* _EXCERPTED PASSAGE_
_ _ _ _ _

Now You See Them…

Now+You+See+Them%E2%80%A6

William Cavanaugh, Contributing Writer

Bill Cavanaugh, William Cavanaugh

It all started the beginning of the school year. The kids are in first and fourth grades this year, so part of the daily routine is walking them to the bus stop. Here I am each week day morning. I’m one of a few neighbors doing the same thing, sporting unkempt hair, morning breath, and not yet enough coffee. We wait patiently at the country cross roads.

Breaking the quiet, from behind, my name is called out. “Hheeeeyyyyyy Bill!” I turn to the unrecognized voices and see two attractive blonde women in a convertible, hair blowing in the wind, drive away quickly. My thoughts of, “what the heck was that?” consume me, before reality brings me back. I must have misheard, as that couldn’t have happened.

I give this incident no further thought, until about a week later. The same thing happens. As I turn to see the identity of the voices, again the vehicle’s accelerator is gunned. I ask my oldest daughter if she recognizes anyone? Her remark of “no idea” hangs in the air.

So, this continues. Another morning, and here we go again. I am not looking for this, as these encounters are sporadic. This particular morning, I am standing with a neighbor dad talking. Then the good-morning greeting of “Heeeeyyyyy Bill” is heard. As we both turn, the blonde’s are seen in the dust, as the car speeds away.

My neighbor George says to me, “Fans of yours, Bill?”

I immediately respond, “I have no idea who they are,” to which he replies, “Yeah, right.”

“I don’t,” I further protest.

That night over dishes, I tell my wife. I start from the beginning, prefacing “you won’t believe this.” I explained. “At the bus stop, every few days, two blonds in a convertible, roll through the stop sign about 20 mph, yell out my name in unison, and then speed away before I have a good look to know who it is.  For the life of me, I cannot figure it out.”

My wife’s response is, “Yes… I don’t believe you.” In my protest I answer, “It IS true,” to which I hear the sarcastic reply of, “You’re delusional.”

_ _ _ _ _

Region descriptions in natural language
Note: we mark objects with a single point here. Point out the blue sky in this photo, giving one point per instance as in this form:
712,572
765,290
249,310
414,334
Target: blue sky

_ _ _ _ _

* _WHAT YOU WILL DO_
• A. In the bus stop story, what grades are the narrator's children in this year?
• B. Carry on the bus stop story from its last line.
The listing has nothing to do with this.

* _REPLIES_
• A. First and fourth grades.

• B.
Good grief.  I’m telling her the truth.

A few nights later, I see my neighbor George in his driveway, and call him over. Not leading him, I request if he’d confirm the bus stop incident.

He chimes in immediately and corroborates my story. He recounts, and confirms, “I’ve seen it.”

My wife hears this, and replies “I don’t believe it.  Did he put you up to this?”

These encounters continued right up to Christmas break. Nearly four months. It got to the point where I stopped looking. Periodically, I would inform my wife, with never any response.

At the teacher’s annual Christmas party, I was called up to the front stage after dinner. As I stood in front of this audience of over 100 people, a cardboard type theatre prop of a car was walked out. In the cut-out window were two blond women who yelled, “Hheeeeyyyyyy Billlll!!!!!!!”

My wife knew the entire time. When this happened the first time, these friends of my wife told her what they had done. My wife agreed that it continue, and to string me along. She loved the idea.

People who hear this story wonder how I might get back at her.  This was after all, a four-month practical joke. But, I won’t. This was a perfect way, albeit revenge by my wife, for the many years of living with me.

Touché.  We’re even honey.  In fact, I think you’re ahead.